__PROBLEM TO SOLVE__. Filter the entries below, keeping only lines with the word "small".

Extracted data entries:

▼▼▼

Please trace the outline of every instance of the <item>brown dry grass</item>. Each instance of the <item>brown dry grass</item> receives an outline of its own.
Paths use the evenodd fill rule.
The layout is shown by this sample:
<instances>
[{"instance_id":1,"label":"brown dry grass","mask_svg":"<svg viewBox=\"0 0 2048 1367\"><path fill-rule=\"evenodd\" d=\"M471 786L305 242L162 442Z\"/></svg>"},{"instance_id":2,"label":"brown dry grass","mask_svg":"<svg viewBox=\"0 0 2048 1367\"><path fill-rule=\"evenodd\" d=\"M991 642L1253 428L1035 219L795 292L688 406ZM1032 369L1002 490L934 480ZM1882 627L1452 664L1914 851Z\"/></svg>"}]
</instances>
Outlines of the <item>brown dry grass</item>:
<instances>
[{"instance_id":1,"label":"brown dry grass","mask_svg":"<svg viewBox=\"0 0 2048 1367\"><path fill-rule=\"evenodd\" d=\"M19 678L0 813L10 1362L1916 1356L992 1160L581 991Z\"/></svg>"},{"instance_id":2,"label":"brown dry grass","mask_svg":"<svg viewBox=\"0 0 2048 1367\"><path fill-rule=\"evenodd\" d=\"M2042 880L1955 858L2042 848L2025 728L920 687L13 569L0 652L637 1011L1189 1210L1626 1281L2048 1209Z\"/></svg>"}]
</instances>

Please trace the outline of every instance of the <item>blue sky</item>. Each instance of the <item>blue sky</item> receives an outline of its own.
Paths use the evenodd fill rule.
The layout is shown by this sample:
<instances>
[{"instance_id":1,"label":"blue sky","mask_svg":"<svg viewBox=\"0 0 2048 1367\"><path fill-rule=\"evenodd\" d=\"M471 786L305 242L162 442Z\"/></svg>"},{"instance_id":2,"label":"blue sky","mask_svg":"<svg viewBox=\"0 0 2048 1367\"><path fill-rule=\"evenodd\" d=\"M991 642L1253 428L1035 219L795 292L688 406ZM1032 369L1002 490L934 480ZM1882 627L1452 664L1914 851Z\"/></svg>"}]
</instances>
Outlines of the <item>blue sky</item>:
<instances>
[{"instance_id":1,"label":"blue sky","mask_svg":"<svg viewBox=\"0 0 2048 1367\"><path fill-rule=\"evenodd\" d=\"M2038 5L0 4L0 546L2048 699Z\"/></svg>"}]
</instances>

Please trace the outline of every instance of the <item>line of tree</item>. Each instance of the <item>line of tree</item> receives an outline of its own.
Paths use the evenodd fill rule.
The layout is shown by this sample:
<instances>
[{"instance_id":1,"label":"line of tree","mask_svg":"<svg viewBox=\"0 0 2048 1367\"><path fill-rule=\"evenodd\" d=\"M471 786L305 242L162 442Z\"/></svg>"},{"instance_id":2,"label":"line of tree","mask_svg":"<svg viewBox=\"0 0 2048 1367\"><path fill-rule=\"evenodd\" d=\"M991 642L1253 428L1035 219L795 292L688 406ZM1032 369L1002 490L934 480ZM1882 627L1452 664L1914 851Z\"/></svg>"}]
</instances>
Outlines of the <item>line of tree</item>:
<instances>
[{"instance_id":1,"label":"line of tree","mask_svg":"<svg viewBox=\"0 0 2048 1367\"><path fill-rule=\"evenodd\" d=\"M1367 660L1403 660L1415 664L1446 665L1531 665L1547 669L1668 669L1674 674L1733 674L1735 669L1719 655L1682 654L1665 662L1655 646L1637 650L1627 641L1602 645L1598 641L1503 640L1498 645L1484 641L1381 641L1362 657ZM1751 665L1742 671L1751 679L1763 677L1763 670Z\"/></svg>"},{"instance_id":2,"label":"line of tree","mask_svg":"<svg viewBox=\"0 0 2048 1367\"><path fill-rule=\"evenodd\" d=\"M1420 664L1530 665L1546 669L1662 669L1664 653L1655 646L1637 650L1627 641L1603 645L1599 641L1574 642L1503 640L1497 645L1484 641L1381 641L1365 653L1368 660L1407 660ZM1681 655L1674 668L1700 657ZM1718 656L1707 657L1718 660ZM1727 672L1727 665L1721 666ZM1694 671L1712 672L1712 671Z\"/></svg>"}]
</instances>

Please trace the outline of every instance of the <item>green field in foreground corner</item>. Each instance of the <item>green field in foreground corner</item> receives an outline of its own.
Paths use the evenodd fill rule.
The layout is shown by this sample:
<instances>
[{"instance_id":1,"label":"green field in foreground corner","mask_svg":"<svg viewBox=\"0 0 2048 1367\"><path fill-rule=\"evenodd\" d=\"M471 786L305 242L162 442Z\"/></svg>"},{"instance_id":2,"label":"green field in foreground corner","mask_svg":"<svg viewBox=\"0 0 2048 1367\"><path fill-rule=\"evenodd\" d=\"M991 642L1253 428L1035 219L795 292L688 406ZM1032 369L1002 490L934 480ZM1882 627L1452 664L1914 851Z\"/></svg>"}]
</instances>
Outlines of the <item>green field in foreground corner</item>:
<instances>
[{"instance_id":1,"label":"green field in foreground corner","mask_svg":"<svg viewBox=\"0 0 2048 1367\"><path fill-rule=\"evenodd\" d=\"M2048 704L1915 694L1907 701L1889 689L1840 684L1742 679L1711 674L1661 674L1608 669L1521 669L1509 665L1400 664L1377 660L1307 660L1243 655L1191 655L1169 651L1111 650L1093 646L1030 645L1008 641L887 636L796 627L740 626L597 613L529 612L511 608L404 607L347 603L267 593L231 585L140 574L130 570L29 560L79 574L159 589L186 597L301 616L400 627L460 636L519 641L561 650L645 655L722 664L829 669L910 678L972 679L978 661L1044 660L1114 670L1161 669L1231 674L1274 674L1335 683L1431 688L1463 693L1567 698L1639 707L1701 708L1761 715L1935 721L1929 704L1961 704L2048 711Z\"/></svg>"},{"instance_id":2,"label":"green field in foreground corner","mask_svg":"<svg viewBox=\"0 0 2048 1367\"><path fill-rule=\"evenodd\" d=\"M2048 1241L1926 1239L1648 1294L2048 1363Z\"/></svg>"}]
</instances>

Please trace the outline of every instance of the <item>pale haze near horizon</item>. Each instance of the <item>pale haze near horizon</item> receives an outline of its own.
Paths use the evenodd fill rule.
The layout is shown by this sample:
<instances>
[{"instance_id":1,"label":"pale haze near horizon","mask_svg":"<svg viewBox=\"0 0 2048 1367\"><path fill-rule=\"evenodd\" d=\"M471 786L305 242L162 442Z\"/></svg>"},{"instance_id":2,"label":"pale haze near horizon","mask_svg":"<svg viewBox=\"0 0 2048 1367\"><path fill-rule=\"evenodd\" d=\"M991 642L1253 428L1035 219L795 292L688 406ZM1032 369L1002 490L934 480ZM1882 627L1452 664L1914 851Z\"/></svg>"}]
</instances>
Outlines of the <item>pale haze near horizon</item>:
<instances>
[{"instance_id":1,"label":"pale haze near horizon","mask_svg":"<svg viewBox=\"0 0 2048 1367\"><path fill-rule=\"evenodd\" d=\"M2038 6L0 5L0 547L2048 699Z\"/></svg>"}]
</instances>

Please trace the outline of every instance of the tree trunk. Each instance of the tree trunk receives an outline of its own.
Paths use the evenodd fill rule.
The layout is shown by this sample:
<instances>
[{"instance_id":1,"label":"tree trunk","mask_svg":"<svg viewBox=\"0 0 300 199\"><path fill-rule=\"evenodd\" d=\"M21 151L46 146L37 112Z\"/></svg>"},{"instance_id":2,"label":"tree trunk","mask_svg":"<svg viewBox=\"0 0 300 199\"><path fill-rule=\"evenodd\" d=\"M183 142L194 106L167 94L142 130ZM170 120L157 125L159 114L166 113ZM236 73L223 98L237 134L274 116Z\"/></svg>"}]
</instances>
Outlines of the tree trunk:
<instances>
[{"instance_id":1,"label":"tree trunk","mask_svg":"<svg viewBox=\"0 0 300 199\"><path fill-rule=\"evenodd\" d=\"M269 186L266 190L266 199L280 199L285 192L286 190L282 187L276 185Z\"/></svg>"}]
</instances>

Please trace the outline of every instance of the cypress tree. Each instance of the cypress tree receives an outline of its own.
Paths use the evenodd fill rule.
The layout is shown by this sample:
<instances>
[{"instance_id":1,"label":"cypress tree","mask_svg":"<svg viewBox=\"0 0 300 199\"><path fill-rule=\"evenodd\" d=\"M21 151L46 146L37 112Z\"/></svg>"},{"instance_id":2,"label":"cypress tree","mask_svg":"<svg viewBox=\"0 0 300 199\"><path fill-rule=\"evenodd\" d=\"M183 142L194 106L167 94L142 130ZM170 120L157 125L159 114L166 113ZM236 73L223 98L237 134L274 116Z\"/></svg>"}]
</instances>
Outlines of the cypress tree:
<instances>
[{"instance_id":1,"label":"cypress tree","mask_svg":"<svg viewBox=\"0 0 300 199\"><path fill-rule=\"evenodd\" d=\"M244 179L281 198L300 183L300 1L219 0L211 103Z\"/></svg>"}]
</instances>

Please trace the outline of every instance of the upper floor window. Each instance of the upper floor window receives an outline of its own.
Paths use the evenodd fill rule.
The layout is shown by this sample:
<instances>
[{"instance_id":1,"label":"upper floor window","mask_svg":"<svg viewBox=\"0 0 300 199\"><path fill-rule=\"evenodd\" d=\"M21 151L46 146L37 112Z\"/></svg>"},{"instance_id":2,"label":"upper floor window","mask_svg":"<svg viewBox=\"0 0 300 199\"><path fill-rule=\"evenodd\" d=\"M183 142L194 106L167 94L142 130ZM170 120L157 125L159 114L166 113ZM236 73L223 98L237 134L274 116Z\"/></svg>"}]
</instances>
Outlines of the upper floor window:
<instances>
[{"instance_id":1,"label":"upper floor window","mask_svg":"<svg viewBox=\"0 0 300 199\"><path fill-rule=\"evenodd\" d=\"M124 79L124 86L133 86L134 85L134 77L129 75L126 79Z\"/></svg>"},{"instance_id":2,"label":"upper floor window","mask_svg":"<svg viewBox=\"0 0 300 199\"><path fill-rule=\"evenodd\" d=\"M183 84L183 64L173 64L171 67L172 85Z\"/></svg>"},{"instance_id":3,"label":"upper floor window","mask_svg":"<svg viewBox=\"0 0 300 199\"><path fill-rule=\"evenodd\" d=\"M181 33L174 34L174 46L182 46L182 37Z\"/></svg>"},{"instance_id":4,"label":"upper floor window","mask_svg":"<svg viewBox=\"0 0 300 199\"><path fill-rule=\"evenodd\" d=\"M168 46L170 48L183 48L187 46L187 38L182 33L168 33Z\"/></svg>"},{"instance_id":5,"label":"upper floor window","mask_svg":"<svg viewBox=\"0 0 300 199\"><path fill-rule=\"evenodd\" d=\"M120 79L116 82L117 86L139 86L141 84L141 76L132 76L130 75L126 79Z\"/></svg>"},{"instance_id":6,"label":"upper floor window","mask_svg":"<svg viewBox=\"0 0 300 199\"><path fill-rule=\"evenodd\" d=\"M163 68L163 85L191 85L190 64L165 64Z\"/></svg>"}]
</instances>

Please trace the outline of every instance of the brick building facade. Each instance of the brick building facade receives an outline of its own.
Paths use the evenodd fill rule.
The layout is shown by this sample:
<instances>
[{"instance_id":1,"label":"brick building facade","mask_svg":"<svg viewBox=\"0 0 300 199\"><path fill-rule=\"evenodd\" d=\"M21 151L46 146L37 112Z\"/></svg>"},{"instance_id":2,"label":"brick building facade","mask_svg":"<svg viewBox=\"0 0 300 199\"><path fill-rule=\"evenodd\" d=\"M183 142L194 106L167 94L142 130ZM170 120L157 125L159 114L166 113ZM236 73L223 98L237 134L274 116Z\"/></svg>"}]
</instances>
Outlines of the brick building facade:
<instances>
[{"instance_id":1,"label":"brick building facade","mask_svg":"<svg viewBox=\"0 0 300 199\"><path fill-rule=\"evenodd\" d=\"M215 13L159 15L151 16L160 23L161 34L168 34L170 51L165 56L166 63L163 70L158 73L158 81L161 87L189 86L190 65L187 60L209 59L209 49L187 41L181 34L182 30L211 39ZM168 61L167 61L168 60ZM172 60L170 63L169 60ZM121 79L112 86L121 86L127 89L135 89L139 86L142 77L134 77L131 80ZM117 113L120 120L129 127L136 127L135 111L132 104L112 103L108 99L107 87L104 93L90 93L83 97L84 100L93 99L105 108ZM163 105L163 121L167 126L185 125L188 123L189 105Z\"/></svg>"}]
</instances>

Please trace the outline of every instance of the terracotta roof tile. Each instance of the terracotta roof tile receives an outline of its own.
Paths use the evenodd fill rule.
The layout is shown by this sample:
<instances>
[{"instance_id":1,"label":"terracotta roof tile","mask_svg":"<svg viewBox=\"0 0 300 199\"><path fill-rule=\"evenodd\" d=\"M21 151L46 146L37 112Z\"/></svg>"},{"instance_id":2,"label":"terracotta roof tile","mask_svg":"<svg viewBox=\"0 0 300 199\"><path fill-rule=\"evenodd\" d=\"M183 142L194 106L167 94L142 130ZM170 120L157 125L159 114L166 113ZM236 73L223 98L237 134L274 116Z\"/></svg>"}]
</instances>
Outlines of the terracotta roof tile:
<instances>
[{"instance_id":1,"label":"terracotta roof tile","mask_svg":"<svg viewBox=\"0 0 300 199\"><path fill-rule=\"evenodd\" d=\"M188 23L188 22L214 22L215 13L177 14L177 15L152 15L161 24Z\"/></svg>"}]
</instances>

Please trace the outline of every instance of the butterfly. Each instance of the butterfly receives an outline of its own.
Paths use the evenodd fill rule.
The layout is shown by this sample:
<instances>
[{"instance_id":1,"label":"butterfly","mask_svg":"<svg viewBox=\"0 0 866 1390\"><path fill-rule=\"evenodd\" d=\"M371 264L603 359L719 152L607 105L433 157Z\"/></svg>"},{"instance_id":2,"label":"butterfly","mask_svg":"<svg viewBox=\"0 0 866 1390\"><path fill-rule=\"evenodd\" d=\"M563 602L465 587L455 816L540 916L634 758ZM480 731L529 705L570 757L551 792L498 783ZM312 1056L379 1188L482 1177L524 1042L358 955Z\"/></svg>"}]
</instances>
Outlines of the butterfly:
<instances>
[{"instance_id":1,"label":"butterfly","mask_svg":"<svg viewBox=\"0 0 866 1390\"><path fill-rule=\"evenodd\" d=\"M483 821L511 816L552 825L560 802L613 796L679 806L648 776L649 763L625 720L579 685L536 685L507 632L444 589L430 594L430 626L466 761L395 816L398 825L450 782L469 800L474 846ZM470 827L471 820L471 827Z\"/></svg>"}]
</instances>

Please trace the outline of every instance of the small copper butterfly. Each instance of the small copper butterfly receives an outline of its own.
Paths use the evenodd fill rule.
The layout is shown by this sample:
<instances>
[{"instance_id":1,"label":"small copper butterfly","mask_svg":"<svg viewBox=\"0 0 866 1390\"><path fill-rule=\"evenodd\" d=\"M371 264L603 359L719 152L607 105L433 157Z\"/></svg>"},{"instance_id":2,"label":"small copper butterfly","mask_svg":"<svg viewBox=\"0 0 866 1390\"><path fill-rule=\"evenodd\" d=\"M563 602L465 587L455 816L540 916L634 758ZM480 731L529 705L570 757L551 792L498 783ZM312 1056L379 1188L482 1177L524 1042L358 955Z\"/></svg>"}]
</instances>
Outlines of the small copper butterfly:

▲▲▲

__ANSWER SECTION__.
Please trace the outline of every instance of the small copper butterfly. Each instance of the small copper butterfly receives an outline of its own.
[{"instance_id":1,"label":"small copper butterfly","mask_svg":"<svg viewBox=\"0 0 866 1390\"><path fill-rule=\"evenodd\" d=\"M371 264L603 359L719 152L607 105L433 157Z\"/></svg>"},{"instance_id":2,"label":"small copper butterfly","mask_svg":"<svg viewBox=\"0 0 866 1390\"><path fill-rule=\"evenodd\" d=\"M563 602L465 587L455 816L540 916L634 758ZM480 731L529 705L570 757L551 792L498 783ZM312 1056L379 1188L482 1177L524 1042L358 955Z\"/></svg>"}]
Outlines of the small copper butterfly:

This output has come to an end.